__Source__

------------

Python multiprocessing (joblib) best way for argument passing

Tags:

I've noticed a huge delay when using multiprocessing (with joblib). Here is a simplified version of my code:

import numpy as np
from joblib import Parallel, delayed

class Matcher(object):
    def match_all(self, arr1, arr2):
        args = ((elem1, elem2) for elem1 in arr1 for elem2 in arr2)

        results = Parallel(n_jobs=-1)(delayed(_parallel_match)(self, e1, e2) for e1, e2 in args)
        # ...

    def match(self, i1, i2):
        return i1 == i2

def _parallel_match(m, i1, i2):
    return m.match(i1, i2)

matcher = Matcher()
matcher.match_all(np.ones(250), np.ones(250))

So if I run it like shown above, it takes about 30 secs to complete and use almost 200Mb. If I just change the parameter n_jobs in Parallel and set it to 1 it only takes 1.80 secs and barely use 50Mb...

I suppose it has to be something related to the way I pass the arguments, but haven't found a better way to do it...

I'm using Python 2.7.9

690

asked Apr 26 '15 11:04

Luigolas

1 Answers

I have re-written the code without using joblib library and now it works like it is supposed to work, although not so "beautiful" code:

import itertools
import multiprocessing
import numpy as np


class Matcher(object):
    def match_all(self, a1, a2):
        args = ((elem1, elem2) for elem1 in a1 for elem2 in a2)

------------

__Record extracts__
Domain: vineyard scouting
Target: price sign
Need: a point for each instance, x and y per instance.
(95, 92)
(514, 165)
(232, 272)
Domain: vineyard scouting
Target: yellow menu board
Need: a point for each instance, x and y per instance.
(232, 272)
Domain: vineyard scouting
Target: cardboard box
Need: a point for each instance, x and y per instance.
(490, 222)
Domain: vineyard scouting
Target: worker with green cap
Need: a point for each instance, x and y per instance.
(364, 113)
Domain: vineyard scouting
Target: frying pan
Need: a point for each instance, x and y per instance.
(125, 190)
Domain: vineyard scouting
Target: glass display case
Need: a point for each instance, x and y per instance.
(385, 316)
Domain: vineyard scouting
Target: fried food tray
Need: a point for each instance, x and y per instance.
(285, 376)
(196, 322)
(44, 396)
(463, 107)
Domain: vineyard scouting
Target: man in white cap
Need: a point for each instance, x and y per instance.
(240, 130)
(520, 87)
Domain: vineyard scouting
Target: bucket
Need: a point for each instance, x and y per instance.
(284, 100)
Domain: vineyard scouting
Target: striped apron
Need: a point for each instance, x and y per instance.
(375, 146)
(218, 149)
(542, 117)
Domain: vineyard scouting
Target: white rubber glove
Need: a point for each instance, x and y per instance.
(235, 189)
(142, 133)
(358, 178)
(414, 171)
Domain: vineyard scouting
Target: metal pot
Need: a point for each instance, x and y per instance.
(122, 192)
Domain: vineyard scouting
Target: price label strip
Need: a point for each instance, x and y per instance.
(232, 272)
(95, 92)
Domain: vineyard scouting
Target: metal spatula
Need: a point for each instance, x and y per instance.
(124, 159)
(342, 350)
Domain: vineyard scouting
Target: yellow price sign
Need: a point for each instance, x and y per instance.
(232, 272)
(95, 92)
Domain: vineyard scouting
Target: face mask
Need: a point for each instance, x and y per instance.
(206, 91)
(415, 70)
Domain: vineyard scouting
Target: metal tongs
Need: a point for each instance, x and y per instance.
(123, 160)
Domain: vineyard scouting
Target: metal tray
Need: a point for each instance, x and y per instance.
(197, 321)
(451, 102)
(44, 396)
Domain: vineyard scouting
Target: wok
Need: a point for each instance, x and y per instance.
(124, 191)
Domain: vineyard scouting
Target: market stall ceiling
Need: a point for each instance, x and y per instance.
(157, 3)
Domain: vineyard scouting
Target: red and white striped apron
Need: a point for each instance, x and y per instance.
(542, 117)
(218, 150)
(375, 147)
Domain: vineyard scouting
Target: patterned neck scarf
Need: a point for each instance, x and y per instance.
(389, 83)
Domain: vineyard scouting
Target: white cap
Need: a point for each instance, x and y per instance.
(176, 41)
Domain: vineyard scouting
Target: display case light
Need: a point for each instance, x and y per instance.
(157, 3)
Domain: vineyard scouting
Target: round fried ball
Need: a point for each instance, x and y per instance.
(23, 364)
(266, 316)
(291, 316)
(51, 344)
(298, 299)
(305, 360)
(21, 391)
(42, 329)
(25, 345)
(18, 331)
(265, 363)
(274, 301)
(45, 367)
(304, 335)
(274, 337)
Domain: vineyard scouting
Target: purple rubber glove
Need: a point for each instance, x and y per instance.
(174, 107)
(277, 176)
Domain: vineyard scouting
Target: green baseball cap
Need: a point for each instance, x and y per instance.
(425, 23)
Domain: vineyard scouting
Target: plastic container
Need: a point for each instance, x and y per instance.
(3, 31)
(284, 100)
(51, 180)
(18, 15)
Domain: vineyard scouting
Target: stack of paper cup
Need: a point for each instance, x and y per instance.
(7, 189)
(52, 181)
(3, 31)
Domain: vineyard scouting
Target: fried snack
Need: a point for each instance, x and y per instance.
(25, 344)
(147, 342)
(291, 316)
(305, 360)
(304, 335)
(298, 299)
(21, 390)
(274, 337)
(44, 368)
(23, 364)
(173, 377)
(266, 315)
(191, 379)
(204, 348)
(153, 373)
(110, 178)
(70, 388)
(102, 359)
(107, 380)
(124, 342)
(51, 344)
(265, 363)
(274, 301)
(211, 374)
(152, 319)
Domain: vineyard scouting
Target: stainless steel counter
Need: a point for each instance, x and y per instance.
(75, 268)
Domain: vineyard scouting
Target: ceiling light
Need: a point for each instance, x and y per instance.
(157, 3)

------------

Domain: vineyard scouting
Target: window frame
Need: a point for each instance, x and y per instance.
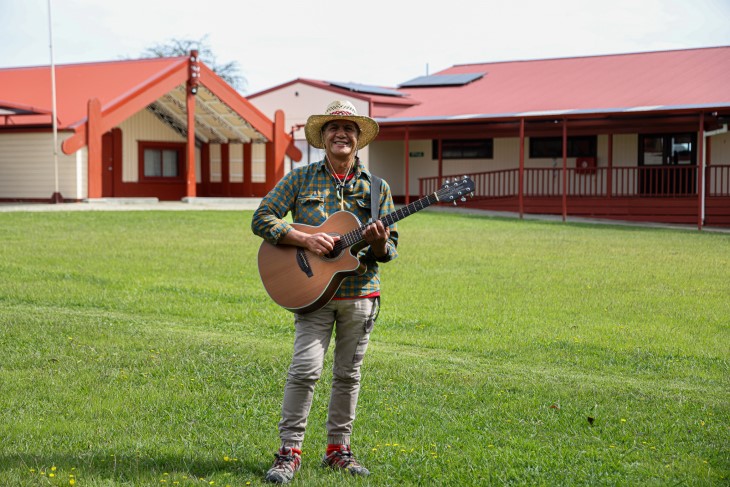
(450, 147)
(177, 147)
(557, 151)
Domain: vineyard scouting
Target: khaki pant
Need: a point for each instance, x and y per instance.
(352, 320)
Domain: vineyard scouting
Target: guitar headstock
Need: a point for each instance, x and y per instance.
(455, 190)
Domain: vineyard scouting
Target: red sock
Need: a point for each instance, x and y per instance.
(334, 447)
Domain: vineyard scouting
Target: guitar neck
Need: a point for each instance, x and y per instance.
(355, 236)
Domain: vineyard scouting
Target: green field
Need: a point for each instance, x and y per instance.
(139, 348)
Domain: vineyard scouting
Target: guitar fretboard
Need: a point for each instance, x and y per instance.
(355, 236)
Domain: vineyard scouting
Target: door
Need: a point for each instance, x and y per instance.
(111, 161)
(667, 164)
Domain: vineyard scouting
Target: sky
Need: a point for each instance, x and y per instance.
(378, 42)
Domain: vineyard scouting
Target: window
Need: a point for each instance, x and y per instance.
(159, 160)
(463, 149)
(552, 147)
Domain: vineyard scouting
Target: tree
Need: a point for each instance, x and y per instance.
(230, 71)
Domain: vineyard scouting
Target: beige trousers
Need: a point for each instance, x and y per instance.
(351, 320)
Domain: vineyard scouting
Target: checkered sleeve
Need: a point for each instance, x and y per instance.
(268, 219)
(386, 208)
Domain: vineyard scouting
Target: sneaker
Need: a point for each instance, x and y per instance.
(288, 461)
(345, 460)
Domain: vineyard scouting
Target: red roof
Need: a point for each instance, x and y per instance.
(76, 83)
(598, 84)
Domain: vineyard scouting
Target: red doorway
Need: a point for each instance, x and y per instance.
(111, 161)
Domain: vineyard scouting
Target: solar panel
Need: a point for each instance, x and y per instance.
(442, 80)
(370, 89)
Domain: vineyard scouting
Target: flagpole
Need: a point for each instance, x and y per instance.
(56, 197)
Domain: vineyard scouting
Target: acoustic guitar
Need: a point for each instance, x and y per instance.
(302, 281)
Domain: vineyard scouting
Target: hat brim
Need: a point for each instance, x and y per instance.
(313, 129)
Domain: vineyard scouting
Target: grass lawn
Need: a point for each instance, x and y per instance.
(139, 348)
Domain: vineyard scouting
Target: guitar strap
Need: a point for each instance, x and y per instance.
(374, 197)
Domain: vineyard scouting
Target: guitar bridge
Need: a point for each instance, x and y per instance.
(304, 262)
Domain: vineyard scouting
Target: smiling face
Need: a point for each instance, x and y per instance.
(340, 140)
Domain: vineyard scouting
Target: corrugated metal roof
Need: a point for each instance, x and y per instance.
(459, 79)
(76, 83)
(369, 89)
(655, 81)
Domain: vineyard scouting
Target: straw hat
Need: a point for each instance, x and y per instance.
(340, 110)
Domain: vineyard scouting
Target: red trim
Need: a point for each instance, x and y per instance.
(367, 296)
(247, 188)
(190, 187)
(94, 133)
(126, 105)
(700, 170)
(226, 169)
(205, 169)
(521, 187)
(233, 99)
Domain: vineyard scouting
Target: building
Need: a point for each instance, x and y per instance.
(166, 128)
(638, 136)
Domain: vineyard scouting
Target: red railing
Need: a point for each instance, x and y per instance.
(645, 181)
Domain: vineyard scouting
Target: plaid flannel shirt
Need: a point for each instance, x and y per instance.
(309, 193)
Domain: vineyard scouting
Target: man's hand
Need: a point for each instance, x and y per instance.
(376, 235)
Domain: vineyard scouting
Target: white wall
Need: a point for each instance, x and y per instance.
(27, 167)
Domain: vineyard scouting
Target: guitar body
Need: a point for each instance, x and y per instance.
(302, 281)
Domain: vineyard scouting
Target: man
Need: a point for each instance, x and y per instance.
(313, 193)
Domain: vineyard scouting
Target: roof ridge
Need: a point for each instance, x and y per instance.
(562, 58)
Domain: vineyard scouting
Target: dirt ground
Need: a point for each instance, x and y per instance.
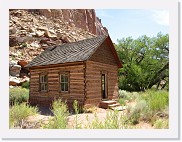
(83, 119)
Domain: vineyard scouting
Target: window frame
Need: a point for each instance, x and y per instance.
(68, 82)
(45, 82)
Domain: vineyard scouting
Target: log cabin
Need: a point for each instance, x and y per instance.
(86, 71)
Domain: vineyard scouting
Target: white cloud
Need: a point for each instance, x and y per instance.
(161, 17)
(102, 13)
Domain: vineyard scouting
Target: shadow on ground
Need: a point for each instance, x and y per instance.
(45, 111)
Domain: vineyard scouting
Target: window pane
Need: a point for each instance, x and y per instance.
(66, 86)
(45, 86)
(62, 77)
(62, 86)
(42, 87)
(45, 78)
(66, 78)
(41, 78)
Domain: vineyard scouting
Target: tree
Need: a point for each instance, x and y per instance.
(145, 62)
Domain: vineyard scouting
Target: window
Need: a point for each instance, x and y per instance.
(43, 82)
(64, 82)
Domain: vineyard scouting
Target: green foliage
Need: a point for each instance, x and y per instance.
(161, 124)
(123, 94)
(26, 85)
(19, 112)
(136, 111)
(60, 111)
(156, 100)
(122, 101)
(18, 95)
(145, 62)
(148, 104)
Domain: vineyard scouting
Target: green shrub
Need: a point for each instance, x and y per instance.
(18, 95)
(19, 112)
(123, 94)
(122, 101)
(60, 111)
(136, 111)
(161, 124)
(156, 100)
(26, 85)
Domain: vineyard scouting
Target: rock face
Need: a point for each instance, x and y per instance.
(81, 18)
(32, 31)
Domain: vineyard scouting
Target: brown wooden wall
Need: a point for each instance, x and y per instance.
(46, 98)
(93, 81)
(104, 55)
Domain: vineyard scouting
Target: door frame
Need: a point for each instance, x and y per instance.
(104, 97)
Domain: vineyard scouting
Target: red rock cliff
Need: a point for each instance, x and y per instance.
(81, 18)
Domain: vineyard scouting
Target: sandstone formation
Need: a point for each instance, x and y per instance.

------------

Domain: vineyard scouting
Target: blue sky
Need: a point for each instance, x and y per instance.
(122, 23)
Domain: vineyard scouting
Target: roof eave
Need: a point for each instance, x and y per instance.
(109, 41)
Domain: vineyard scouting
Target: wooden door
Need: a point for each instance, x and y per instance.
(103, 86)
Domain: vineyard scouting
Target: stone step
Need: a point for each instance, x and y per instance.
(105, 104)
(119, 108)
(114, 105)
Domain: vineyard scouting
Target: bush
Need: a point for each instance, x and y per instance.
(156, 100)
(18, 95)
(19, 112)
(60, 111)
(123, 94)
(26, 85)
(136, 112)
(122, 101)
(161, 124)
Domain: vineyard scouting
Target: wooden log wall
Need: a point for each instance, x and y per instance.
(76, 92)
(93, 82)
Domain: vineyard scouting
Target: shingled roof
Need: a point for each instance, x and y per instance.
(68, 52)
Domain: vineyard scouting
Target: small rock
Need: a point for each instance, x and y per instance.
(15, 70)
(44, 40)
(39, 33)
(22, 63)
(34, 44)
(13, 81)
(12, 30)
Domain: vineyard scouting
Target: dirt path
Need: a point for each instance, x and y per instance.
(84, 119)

------------

__Task instructions__
a – Answer these questions from the forum thread on joblib multiprocessing:
(i) How long does the original code take to finish, and how much memory does it use, when run as shown?
(ii) Which Python version is being used?
(iii) Without which library was the code rewritten in the reply?
b – Reproduce the joblib forum thread from "So if I run" down to "to do it...".
c – Carry on the joblib forum thread from the point where it ends.

__Results of the exercise__
a –
(i) About 30 seconds and almost 200Mb.
(ii) Python 2.7.9.
(iii) The joblib library.

b –
So if I run it like shown above, it takes about 30 secs to complete and use almost 200Mb. If I just change the parameter n_jobs in Parallel and set it to 1 it only takes 1.80 secs and barely use 50Mb...

I suppose it has to be something related to the way I pass the arguments, but haven't found a better way to do it...

c –
        args = zip(itertools.repeat(self), args)

        pool = multiprocessing.Pool()
        results = np.fromiter(pool.map(_parallel_match, args))
        # ...

    def match(self, i1, i2):
        return i1 == i2

def _parallel_match(*args):
    return args[0][0].match(*args[0][1:][0])

matcher = Matcher() 
matcher.match_all(np.ones(250), np.ones(250))

This version works like a charm, and takes only 0.58 secs to complete...

So, why isn't it working at all with joblib? Can't really get to understand it, but I guess joblib is making copies of the whole array for every single process...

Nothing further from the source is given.